### [DIRECTIONS]
With the string "shirt" as the filter, copy each matching line from the records.

Stored items from a collection:
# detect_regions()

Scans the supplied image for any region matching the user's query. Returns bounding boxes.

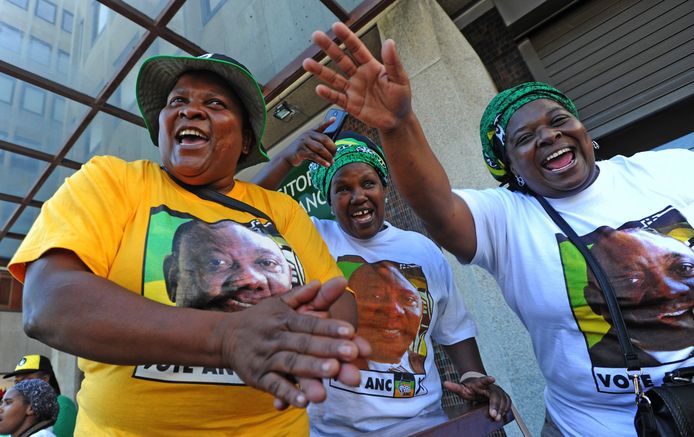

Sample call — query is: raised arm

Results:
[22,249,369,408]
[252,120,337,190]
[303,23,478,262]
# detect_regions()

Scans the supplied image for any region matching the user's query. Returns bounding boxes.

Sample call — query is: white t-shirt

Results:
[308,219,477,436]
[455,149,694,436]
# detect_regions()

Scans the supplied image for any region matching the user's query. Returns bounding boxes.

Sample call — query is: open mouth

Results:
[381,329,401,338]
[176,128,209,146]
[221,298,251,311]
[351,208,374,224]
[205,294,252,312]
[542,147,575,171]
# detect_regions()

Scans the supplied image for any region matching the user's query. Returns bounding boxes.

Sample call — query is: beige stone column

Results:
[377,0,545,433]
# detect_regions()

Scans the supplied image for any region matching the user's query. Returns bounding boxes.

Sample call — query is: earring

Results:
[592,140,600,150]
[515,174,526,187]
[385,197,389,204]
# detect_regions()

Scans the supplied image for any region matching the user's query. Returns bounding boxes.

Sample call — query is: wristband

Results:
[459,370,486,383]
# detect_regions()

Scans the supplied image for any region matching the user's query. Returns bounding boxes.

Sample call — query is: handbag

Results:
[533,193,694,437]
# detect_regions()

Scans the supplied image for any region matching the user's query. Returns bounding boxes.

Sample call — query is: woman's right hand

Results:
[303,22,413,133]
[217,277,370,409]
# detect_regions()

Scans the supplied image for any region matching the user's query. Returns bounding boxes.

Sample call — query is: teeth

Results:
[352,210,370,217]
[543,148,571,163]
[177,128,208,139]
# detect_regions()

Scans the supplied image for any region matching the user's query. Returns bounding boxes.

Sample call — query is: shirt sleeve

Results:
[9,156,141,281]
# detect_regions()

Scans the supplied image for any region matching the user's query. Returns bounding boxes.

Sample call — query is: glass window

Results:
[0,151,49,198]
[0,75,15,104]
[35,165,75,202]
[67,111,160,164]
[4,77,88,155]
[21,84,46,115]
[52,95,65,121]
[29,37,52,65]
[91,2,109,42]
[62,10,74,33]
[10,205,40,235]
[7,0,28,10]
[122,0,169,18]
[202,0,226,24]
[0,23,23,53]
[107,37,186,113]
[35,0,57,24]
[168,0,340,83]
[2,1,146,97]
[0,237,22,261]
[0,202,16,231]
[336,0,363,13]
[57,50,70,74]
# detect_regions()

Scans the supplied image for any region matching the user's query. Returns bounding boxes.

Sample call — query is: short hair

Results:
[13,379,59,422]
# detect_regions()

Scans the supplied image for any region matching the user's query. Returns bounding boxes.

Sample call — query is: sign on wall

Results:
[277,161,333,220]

### [FINISHED EXERCISE]
Sample call — query is: white t-shirt
Sample call — query is: shirt sleeve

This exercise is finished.